Passage shown:
During the weekend, anonymous State Department officials told the New York Times they were quite happy about the prospect of a Muslim Brotherhood candidate entering the race for the Egyptian presidency. Though the U.S. rightly considered the Brotherhood to be a potent threat to American interests as well as Middle East peace, in light of the strength shown by even more extreme Islamists, President Obama’s diplomatic team now apparently considers it to be an acceptable alternative. But this U.S. tilt toward the Brotherhood is just the latest of a series of inept moves that has destroyed American influence in Egypt.

Should the Brotherhood candidate for president succeed, it would create a dangerous situation in which this Islamist party would control both the executive and the parliament. This would place intolerable pressure on the army — which remains the sole force in the country that could act as a check on the Islamists — to back down and allow the Brotherhood untrammeled power.

Washington seemingly has no problems with this happening as it has bought hook, line and sinker, the Brotherhood’s claims it is now ready to embrace peace with Israel, avoid persecution of Egypt’s Christian minority, and promote a free enterprise model for economic development. As Eric Trager writes for the Washington Institute for Near East Policy’s website, the Brotherhood’s “détente” with the army command, in which they had promised not to try and run roughshod over secularists or to take over the country, is now in tatters, as their drive for power goes into overdrive. There is also the possibility the Salafis will beat the Brotherhood candidate anyway, in which case the country would drift even farther to the extremes.

Washington’s thinking appears to be that they would prefer an Islamist government along the lines of Turkey — which is what they assume the Brotherhood’s goal is — to one that is modeled after Iran. But either choice would be terrible. An Egypt in which the Brotherhood had a monopoly on power would not be friendly to the United States. And because the administration has discouraged the army from acting to head off the danger, it is difficult to see how any of this will turn out well unless the secular candidate, Amr Moussa, beats both Islamist candidates.

Obama abandoned Hosni Mubarak last year. With our embassy now backing the Brotherhood, secularists and the army must assume the president means to ditch them, too. In the meantime, Washington has failed to promote secular democratic groups and then appeased the military by not putting hold on U.S. aid when Americans were prosecuted for aiding dissidents. In other words, the only thing consistent about U.S. policy toward Egypt in the last year has been its inconsistency.

The result is that Egypt, once a staunch U.S. ally, has now fallen into the grip of competing Islamist parties while Washington foolishly tries to play favorites among a group that has little use for American interests or values. The rise of the Islamists in Cairo strengthens the hand of extremists like Hamas among the Palestinians and reduces the already minimal chances for peace with Israel.

President Obama chose Cairo as the venue for his vaunted attempt at outreach to the Muslim world while slighting Israel. Yet, if there is anything we can conclude from the past year it is that Egyptians and other Muslims who are embracing Islamist parties throughout the Middle East have no interest in Obama’s ideas and no use for the United States. That Cairo will soon be in the hands of competing factions of Islamists is a sobering but fitting epitaph for the administration’s feckless foreign policy.

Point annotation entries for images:
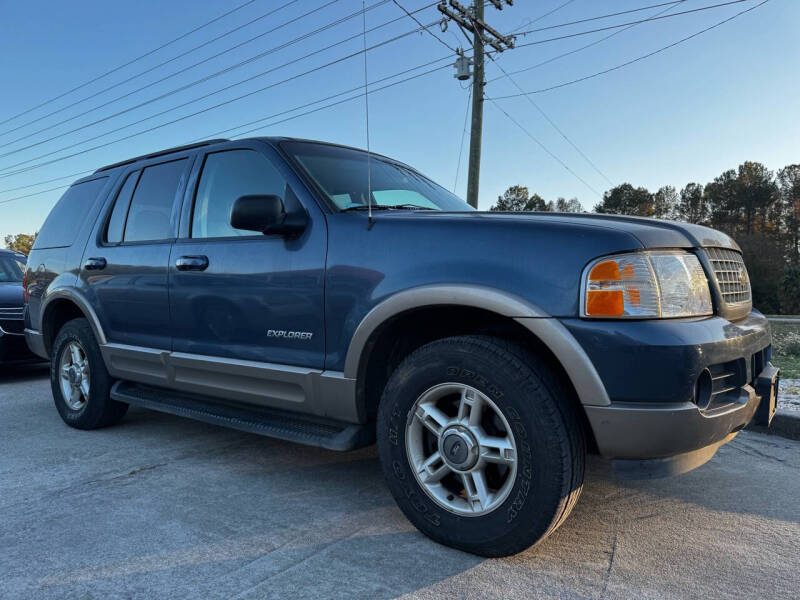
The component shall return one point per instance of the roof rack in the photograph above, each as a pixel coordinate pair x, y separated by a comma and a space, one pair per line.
161, 153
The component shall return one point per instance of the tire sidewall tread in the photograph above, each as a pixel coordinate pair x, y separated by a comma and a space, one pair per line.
100, 410
528, 395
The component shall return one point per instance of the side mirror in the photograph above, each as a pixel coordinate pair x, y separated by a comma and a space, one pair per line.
267, 215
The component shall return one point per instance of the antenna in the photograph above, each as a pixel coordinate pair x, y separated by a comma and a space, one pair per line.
366, 106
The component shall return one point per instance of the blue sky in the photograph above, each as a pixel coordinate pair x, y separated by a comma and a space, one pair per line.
683, 115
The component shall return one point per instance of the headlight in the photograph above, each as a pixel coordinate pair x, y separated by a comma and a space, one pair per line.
646, 285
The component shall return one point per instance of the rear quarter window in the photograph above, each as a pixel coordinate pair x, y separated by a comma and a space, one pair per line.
61, 226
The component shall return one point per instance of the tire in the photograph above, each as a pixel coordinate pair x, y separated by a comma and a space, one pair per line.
535, 492
98, 409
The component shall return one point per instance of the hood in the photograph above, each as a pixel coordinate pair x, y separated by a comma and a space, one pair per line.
11, 295
650, 233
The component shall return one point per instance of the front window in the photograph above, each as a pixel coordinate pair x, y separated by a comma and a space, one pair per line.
11, 269
341, 174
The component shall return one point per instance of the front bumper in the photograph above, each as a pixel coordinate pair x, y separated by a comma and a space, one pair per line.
654, 425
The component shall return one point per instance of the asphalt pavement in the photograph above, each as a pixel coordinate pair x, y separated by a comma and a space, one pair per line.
162, 507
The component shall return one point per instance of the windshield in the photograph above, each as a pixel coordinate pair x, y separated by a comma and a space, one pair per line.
11, 268
341, 174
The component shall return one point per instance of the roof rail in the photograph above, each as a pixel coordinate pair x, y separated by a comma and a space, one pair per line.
161, 153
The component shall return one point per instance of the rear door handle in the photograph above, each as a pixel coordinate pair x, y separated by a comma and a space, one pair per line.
94, 264
192, 263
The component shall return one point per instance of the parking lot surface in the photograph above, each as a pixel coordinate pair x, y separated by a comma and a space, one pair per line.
162, 507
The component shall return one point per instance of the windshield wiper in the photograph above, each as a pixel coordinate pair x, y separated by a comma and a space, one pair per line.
388, 207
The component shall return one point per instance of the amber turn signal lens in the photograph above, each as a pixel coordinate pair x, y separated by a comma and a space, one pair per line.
605, 303
608, 270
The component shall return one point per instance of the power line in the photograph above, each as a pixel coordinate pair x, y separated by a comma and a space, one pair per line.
542, 146
678, 14
358, 96
130, 62
463, 136
635, 60
189, 102
325, 99
600, 17
580, 49
30, 185
417, 21
207, 95
552, 123
183, 87
294, 77
544, 16
149, 70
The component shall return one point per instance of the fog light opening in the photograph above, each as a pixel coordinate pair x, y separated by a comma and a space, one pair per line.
703, 389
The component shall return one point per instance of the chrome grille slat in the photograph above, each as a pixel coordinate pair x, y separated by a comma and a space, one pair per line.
729, 267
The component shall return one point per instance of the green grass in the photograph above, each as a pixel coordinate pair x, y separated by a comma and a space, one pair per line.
786, 348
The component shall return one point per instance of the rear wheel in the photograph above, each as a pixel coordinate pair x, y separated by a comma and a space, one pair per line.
480, 445
79, 380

What to do:
1. According to the piece on U.S. policy toward Egypt, who is the secular candidate?
2. Reproduce the piece on U.S. policy toward Egypt from "The result is" up to and including "peace with Israel.".

Solutions to the tasks:
1. Amr Moussa

2.
The result is that Egypt, once a staunch U.S. ally, has now fallen into the grip of competing Islamist parties while Washington foolishly tries to play favorites among a group that has little use for American interests or values. The rise of the Islamists in Cairo strengthens the hand of extremists like Hamas among the Palestinians and reduces the already minimal chances for peace with Israel.